> _WHAT TO WORK ON_
List every line in the records below that contains the word "white".

> _ENTRIES SHOWN_

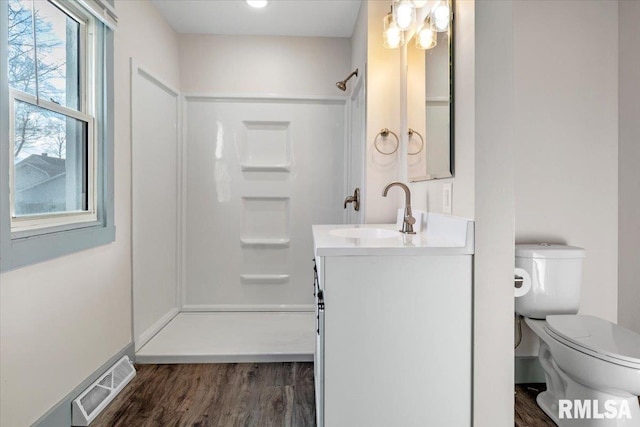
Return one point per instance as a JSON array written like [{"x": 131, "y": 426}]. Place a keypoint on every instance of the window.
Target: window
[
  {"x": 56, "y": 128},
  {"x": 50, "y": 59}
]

...

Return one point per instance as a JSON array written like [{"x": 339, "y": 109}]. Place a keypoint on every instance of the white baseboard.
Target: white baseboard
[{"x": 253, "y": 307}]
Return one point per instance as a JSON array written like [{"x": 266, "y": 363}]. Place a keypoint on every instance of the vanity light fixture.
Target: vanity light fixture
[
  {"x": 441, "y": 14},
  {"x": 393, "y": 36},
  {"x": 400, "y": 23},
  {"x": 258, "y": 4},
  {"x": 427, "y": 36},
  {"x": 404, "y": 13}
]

> _RIGHT ANSWER_
Return one point per instance as a JSON array written like [{"x": 339, "y": 109}]. Place a keypoint on every instance of the white baseboard.
Target: white baseboard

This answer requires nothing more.